**EXERCISE DIRECTIONS:**
Pull each line holding the word "black" from the data.

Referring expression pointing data
^^^^^^^^^^^^^^^^

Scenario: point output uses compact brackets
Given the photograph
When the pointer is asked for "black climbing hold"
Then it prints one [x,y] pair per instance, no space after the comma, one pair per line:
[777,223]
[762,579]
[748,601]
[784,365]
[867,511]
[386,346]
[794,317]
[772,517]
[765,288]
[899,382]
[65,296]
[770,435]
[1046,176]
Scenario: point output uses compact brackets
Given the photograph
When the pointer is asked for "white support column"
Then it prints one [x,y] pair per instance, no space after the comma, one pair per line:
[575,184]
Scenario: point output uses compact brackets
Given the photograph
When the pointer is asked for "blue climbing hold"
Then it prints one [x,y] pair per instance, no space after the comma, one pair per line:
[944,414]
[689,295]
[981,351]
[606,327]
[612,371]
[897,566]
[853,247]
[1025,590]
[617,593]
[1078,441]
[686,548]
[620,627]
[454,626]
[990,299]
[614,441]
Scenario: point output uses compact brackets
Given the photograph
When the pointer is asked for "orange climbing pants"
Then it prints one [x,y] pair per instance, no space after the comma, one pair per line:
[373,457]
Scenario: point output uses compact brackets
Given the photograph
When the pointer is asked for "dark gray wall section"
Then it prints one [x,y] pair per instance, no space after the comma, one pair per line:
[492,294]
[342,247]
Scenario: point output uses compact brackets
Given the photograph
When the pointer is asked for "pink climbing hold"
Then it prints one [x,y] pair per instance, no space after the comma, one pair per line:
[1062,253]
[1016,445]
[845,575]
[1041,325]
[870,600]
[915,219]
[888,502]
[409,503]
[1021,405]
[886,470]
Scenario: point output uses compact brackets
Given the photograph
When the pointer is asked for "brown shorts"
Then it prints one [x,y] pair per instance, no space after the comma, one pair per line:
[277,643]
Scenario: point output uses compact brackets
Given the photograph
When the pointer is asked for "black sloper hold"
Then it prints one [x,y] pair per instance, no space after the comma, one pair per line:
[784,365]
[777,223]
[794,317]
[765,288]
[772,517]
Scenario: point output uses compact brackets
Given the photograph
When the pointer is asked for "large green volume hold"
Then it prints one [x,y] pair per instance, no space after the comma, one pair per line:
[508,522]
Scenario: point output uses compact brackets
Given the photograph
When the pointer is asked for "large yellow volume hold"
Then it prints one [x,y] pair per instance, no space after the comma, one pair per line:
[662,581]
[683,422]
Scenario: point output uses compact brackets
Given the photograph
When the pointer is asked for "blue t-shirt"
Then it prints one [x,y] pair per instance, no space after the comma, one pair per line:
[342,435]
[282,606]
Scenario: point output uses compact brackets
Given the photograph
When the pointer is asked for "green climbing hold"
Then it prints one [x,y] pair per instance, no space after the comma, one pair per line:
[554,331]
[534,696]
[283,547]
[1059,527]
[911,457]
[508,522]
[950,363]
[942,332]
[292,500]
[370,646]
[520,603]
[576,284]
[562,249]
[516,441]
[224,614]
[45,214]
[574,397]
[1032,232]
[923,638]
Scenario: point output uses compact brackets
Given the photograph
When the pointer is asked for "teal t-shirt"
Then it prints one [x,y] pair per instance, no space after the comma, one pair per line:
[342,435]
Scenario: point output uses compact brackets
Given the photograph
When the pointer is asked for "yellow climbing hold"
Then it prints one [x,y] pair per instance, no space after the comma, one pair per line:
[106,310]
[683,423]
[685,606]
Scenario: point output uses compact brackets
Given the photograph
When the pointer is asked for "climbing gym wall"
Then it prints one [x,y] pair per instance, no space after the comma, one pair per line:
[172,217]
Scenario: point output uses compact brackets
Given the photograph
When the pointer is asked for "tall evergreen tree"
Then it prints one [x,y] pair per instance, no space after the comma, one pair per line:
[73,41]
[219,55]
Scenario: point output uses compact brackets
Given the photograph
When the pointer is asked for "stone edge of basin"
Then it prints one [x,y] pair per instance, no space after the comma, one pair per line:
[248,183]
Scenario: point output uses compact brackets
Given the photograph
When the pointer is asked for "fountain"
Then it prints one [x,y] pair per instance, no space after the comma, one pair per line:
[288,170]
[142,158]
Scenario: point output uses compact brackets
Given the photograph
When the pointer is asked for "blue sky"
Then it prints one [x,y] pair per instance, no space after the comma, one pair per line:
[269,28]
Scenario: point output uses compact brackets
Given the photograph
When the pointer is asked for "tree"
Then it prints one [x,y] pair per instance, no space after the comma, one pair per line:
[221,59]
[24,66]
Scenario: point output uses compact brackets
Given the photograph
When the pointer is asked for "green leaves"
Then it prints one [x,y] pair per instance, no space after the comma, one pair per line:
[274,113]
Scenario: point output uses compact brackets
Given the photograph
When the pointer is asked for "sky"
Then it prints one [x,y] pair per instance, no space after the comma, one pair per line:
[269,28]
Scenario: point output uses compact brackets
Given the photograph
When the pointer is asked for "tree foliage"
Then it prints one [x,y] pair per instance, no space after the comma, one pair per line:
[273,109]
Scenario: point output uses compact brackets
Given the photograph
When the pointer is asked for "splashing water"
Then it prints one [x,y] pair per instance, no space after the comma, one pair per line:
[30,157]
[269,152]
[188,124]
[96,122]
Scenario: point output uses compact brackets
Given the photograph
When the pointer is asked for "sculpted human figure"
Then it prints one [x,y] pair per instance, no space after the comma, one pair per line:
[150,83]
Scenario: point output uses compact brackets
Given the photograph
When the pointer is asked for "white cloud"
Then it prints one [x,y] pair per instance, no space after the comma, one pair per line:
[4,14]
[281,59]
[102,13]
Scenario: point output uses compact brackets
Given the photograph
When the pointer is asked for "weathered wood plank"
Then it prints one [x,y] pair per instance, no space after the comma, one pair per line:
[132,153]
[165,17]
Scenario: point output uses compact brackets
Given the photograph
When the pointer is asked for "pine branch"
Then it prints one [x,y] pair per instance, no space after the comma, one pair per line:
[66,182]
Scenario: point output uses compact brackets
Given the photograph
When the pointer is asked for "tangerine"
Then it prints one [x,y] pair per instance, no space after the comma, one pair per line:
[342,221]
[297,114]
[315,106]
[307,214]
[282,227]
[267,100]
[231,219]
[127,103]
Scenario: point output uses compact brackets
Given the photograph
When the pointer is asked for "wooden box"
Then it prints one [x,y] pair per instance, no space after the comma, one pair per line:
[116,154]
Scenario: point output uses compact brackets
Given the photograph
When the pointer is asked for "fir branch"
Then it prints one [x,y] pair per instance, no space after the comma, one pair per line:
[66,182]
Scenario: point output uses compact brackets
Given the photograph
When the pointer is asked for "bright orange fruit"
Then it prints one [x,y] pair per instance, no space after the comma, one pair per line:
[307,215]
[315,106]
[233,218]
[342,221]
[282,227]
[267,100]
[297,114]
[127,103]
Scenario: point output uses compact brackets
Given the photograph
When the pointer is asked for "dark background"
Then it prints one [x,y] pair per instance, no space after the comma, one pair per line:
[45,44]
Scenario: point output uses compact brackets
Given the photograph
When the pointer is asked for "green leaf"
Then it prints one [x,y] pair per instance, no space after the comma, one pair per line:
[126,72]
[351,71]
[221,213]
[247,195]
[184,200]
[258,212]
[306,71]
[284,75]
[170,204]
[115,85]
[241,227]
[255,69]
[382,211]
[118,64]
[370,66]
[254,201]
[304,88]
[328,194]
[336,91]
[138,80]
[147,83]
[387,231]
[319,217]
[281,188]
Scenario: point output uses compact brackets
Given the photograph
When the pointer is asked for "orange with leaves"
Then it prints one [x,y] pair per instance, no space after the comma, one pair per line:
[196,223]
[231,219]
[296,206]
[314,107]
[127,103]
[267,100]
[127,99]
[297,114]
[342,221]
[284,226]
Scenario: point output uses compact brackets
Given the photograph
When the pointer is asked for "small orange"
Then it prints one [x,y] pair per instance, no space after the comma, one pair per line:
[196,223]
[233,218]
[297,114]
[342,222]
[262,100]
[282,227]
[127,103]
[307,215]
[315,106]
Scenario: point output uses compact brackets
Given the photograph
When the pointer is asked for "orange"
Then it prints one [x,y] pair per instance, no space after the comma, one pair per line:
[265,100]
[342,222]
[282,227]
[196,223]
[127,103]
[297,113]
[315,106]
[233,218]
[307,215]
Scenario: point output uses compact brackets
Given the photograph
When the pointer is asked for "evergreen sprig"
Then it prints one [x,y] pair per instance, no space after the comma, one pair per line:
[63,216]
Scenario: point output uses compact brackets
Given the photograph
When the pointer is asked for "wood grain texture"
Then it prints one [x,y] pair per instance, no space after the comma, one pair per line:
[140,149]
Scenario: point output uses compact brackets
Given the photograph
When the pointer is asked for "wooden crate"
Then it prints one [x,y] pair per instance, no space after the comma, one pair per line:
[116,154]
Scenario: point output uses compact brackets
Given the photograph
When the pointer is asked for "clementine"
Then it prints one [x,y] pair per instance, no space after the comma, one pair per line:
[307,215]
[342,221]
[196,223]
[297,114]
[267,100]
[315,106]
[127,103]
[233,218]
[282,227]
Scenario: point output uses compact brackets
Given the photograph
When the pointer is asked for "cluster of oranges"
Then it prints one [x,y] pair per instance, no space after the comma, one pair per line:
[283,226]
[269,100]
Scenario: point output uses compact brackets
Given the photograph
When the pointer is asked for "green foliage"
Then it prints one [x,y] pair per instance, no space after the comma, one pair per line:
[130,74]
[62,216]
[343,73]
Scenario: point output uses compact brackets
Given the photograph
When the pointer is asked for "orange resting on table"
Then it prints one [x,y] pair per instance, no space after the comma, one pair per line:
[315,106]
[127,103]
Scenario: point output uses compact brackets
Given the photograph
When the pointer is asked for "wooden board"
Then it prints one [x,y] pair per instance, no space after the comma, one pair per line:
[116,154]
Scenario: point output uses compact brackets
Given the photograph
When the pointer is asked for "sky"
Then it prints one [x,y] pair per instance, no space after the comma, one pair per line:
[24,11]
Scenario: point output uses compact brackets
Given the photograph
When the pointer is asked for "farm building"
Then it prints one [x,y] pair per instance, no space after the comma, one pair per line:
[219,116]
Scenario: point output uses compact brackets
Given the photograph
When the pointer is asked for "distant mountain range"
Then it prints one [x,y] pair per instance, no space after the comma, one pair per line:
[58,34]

^^^^^^^^^^^^^^^^

**OUTPUT OF THE TASK:**
When the pointer is asked for "black climbing hold"
When the pointer is asked for "black sloper hold"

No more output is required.